----- Given passage

Tear the kale off its stalks into crisp-sized pieces (remember they will shrink a bit). Little stalks are fine, you just don’t want any of the big ones. Lay them well spaced out on the baking trays.
Make whichever dressing you choose, mixing the ingredients in a jug. Drizzle the dressings evenly over the trays of kale. Now get your hands in and toss and turn the kale in the dressing until everything feels coated.
Put your kale into the oven for 30 minutes. Then take both trays out and loosen the kale from the baking paper with a spatula. Pop the trays back in, turn the oven off, and leave them until they have crisped right up, which will take about another 30 minutes.
Lift the kale chips from the tray and store them in a jar or airtight container. They will keep for up to a week, but they will be gone long before that.
Smoky walnut and cumin muhammara
If there is someone in your life who thinks vegetarian food is bland, hand them a bowl of this and some charred flatbreads and give them 5 minutes. It’s a riot of flavours: musky sweetness from the peppers, earthy spice from the cumin and buttery depth from the walnuts. And it’s so versatile. I keep a jar of it in the fridge for spicing up pretty much any meal.
Pomegranate molasses is traditionally used here to add a sweet piquant roundness. Most larger supermarkets and Middle Eastern shops stock it, but if you can’t get your hands on it you can substitute a tablespoon of balsamic vinegar and a tablespoon of date syrup, dark honey or agave syrup.
MAKES A GOOD JARFUL, ENOUGH FOR A CROWD TO DIP INTO
75g shelled walnuts
1 teaspoon cumin seeds
1 × 200g jar of roasted red peppers, or 3 freshly roasted red peppers, peeled, deseeded and chopped
2 slices of good brown bread, whizzed to breadcrumbs
2 tablespoons good-quality tomato purée
2 tablespoons pomegranate molasses
1 teaspoon Turkish chilli flakes (see here (#ulink_f20097b0-d11e-55c6-90c7-8e7b25d978e6)) or a pinch of normal chilli flakes
juice of ½ a lemon
sea salt and freshly ground black pepper
4 tablespoons extra virgin olive oil
Preheat your oven to 220°C/fan 200°C/gas 7.

----------
----- Given information

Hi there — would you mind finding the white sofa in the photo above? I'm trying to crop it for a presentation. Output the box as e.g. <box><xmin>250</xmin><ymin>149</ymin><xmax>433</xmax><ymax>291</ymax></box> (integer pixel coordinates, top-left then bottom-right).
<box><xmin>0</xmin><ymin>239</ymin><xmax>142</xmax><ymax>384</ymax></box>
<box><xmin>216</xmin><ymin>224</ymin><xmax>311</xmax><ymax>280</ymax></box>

----------

_Requirements_.
Continue the walnut and cumin muhammara recipe with the steps that follow its last line.

_Written response_.
Put the nuts and cumin seeds on to a baking tray and roast for 6 minutes, until the nuts are just starting to turn golden and the cumin smells wonderful and has released its oils. Tip into a food processor and add the red peppers. Blitz to a paste, then add the breadcrumbs, tomato purée, pomegranate molasses, chilli flakes, lemon juice and a good pinch of salt and pepper. Blitz again until smooth.
With the mixer on, slowly pour in the oil and blitz until really smooth. Taste, season if needed, and blitz again. Keep tasting and balancing the flavours – you may need a bit more lemon juice, or more molasses and seasoning. Get it how you like it. This will keep well in the fridge for at least a week.
Ways to use your muhammara:
· For breakfast, spread on toast and topped with a poached egg.
· As a marinade for tofu or vegetables for barbecuing.
· Let down with a little oil as a dressing for roasted root veg, beetroots and squash.
· Piled on the side of a plate of lentils or beans, with a little yoghurt and some herbs.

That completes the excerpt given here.